TEXT SHOWN
..............................

Joseph possessed a typical inventor's temprement -- a maverick and dreamer but impractical in terms of business and personal affairs. Clever and highly inventive by nature, he was rebellious towards his formal education -- twice running away from school. Nonetheless, his natural curiosity led him to a very successful self-education in the then emerging physical sciences. He eventually returned to the family homestead, but was only peripherally involved in the family paper-making business.
Étienne (as Jacques Étienne was more generally known) had a much more even and businesslike temperament than Joseph. He was initially sent to Paris to train as an architect. However, after the sudden and unexpected death of Raymond in 1772, he was recalled to Annonay to run the family business (no serious consideration was given to the elder Joseph in this role, given his uneven behaviour.) In the subsequent 10 years, Étienne applied his talent for technical innovation to the family business (papermaking was a high tech industry in the 18th century.) He suceeded in incorporating the latest innovations of the day into the family mills. His work led to recogonition by the government of France and the award of a research grant to foster further development in papermaking.
Initial experiments
Of the two brothers, it was Joseph who first contemplated building flying machines.
There is no definitive account of when Joseph first started contemplating lighter-than-air flight. Some accounts put it as early as 1777 when Joseph observed laundry drying over a fire incidentally form pockets that billowed upwards.

..............................

Lines of data:
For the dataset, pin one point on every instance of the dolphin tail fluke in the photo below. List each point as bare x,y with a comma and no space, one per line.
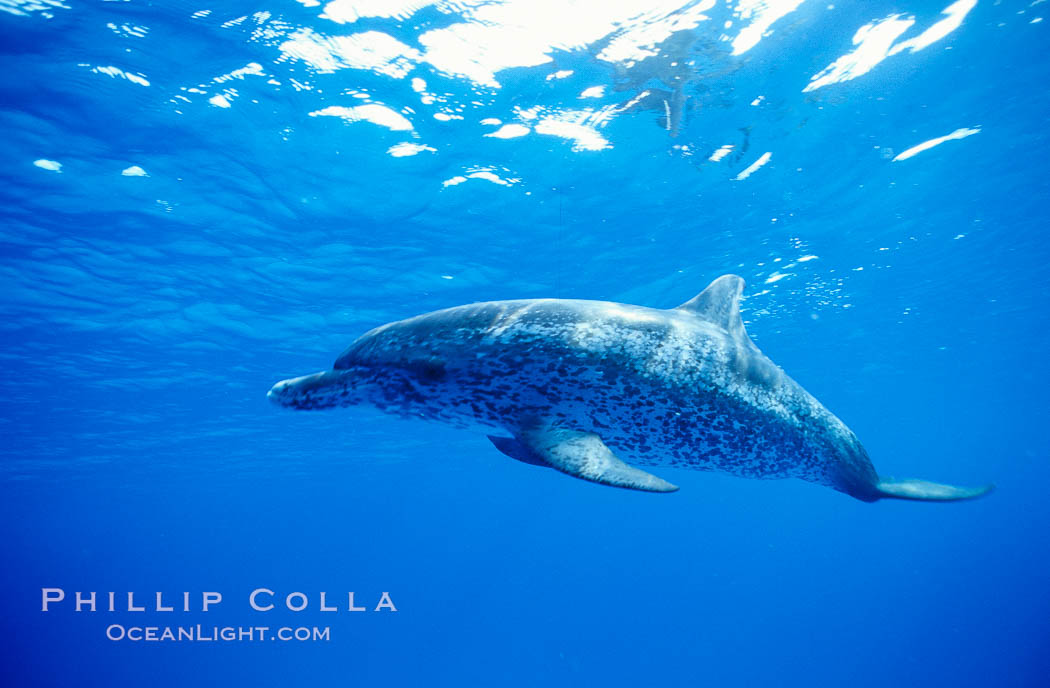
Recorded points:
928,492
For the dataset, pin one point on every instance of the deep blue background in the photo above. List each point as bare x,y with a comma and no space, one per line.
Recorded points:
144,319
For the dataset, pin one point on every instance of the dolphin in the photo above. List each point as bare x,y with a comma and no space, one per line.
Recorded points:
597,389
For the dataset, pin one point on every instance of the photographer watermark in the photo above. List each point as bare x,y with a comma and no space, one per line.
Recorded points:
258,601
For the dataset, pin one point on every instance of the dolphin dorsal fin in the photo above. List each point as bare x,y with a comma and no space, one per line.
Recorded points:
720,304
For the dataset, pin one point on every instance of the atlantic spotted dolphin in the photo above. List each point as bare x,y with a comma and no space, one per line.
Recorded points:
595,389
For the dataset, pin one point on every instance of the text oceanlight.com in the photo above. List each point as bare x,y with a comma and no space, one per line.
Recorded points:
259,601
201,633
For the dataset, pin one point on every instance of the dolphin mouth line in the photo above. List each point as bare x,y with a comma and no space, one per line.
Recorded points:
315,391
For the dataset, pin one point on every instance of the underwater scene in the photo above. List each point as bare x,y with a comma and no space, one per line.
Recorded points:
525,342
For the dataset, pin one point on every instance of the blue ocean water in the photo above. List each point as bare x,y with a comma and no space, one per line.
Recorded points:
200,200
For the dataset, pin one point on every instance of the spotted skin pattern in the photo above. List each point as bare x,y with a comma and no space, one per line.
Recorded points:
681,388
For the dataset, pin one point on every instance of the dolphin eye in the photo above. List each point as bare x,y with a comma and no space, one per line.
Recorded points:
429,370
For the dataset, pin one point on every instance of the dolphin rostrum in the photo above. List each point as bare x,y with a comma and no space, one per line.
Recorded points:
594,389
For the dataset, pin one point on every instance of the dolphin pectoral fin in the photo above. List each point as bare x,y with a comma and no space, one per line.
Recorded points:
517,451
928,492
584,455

..............................

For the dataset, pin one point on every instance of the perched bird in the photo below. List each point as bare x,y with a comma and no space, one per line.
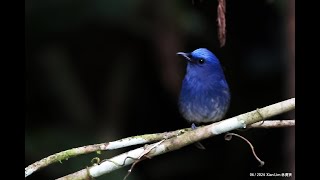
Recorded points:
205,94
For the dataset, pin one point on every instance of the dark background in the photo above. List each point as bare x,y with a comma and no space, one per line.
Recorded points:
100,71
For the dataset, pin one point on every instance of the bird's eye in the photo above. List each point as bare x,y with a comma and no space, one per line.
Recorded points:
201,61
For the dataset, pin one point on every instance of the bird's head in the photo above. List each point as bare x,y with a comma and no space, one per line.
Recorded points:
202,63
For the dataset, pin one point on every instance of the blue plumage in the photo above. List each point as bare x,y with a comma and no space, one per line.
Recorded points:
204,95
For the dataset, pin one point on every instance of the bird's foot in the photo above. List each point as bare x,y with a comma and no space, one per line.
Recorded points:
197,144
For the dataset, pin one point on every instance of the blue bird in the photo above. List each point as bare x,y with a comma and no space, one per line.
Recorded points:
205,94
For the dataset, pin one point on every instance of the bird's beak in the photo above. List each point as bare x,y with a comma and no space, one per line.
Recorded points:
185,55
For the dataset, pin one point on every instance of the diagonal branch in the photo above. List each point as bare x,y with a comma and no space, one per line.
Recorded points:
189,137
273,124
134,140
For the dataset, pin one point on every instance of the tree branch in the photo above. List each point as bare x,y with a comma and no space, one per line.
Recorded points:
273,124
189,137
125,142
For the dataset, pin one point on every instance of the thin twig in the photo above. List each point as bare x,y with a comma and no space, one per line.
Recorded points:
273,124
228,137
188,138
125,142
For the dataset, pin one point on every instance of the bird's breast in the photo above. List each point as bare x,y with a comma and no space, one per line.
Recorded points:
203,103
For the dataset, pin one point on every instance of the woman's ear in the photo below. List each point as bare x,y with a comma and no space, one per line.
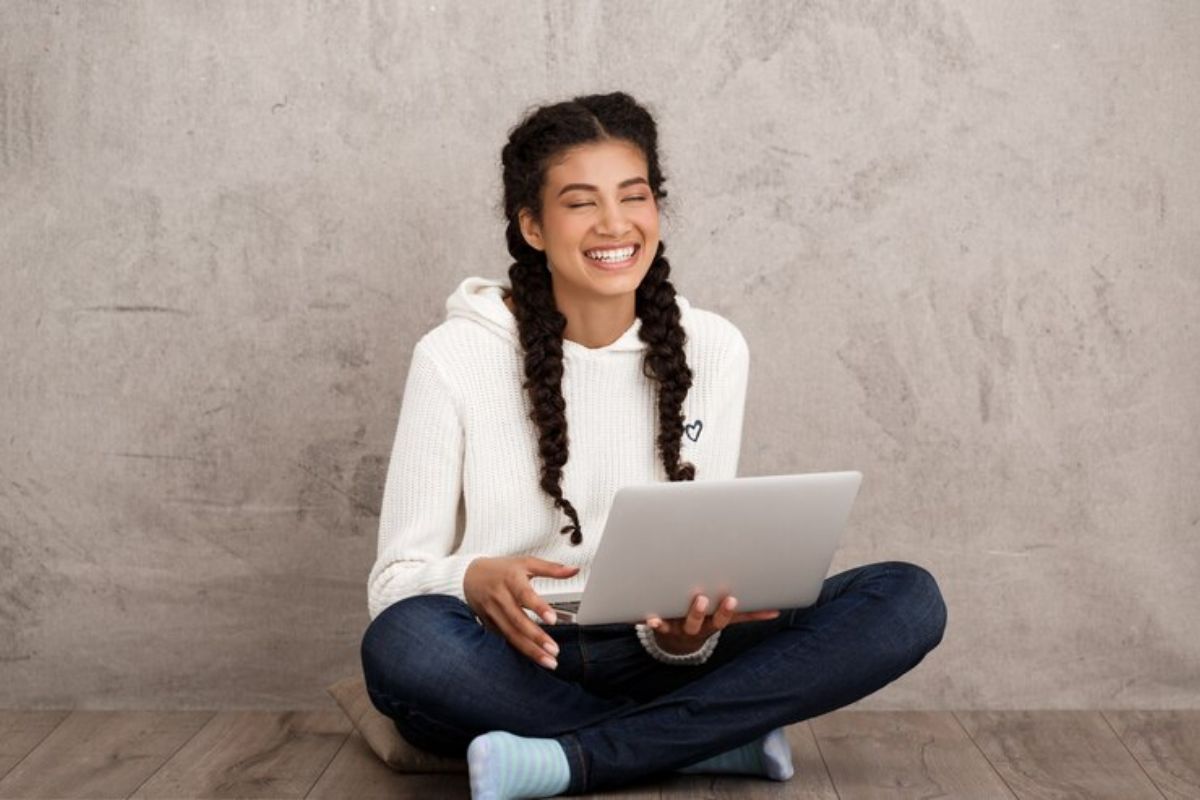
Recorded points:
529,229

..............................

EXERCISE
Summarize the text on Joseph and Étienne in two sentences.

EXERCISE RESPONSE
Joseph was a clever, rebellious dreamer who twice ran away from school but taught himself the physical sciences. The steadier Étienne was recalled from architecture training in Paris after Raymond's death in 1772 to run the family papermaking business, where his innovations earned government recognition and a research grant, while Joseph was the first of the two to think about flying machines, perhaps as early as 1777, after seeing laundry drying over a fire billow upward.